------ Material for the task ------

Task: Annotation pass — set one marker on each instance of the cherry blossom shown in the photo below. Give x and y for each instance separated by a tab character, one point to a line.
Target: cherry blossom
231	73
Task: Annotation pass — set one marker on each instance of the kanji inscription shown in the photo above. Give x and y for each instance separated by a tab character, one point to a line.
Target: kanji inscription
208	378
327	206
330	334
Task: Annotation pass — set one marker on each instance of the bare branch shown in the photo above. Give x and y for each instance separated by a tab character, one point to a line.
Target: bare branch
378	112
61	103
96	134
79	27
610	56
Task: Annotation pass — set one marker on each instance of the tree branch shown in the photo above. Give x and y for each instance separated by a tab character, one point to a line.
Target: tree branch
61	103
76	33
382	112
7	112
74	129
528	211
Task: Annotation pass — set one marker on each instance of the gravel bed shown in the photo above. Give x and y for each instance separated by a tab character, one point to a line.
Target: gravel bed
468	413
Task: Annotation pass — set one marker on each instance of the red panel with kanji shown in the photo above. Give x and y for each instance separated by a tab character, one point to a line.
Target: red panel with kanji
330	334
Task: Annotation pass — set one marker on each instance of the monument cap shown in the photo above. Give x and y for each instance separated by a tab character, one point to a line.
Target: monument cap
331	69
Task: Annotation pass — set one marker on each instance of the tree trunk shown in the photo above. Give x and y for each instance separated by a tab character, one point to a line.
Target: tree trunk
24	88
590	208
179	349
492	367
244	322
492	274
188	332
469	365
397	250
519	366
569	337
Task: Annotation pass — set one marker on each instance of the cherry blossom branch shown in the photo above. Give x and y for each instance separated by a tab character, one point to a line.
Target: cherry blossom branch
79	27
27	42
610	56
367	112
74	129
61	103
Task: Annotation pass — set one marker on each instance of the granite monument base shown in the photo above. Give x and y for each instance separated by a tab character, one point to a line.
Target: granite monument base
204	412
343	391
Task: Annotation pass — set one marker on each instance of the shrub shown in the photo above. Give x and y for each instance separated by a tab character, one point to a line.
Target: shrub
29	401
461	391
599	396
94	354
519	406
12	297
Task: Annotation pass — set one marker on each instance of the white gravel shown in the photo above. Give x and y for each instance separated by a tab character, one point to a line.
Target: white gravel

------

Problem statement
All the entries must be retyped exactly.

Worked solution
Task: Annotation pass — set one marker on each instance of the cherry blossom shown in the photo below. Give x and y for each instance separated by a tab character, one point to a line.
Target: cherry blossom
231	73
Task: Annotation pass — set one marker on each instance of the kanji inscription shown in the photo above. Give x and y for each instance separated by a tab character, one point to a line.
Target: kanji inscription
208	378
327	206
330	334
Task: Annotation pass — set one marker on each instance of the bare branch shown in the photo above. Give x and y for each instance separated by a tab character, one point to a line.
Target: bare branch
378	112
61	103
96	134
79	27
610	56
Task: Annotation pass — set one marker on each instance of the tree branch shown in the photo above. Give x and y for each instance separated by a tab character, one point to a line.
Target: tree branch
61	103
76	33
382	112
7	112
74	129
528	211
Task: Annotation pass — set one marker on each instance of the gravel bed shown in the photo above. Give x and y for each instance separated by a tab character, one point to a line.
Target: gravel bed
468	413
Task: Annotation pass — set one marker on each instance of the red panel with kanji shown in the photo above. Give x and y for each instance separated by a tab character, one point to a line.
Target: red panel with kanji
330	334
Task: Annotation pass — set one marker on each instance of the monument cap shown in the photo above. Give x and y for each instance separated by a tab character, one point to a line.
Target: monument cap
331	69
Task: Annotation pass — set one marker on each instance of the tree trunk shown in the photo above. Give x and y for each instance separated by a tab character, one point to a line.
Target: tree trunk
24	88
590	208
179	349
492	367
244	322
492	274
188	332
469	365
397	250
519	366
569	337
Task: Annotation pass — set one marker on each instance of the cherry blossom branch shown in the photo above. Give x and y for each instance separated by a tab character, one point to a line.
Target: cherry blossom branch
79	27
27	42
610	56
367	112
74	129
61	103
Task: Annotation pass — set one marker on each instance of the granite monument base shown in the photo above. Give x and y for each instance separated by a tab character, one point to a line.
Target: granite monument base
204	412
343	391
Task: Annotation pass — set one marker on each instance of the shrub shown in the photo above. Give x and y for each instance separated by a tab character, one point to a line.
Target: shrub
29	401
461	391
599	396
94	354
519	406
12	297
Task: Annotation pass — set one marker on each instance of the white gravel shown in the photo above. Give x and y for each instance separated by a tab character, one point to a line.
Target: white gravel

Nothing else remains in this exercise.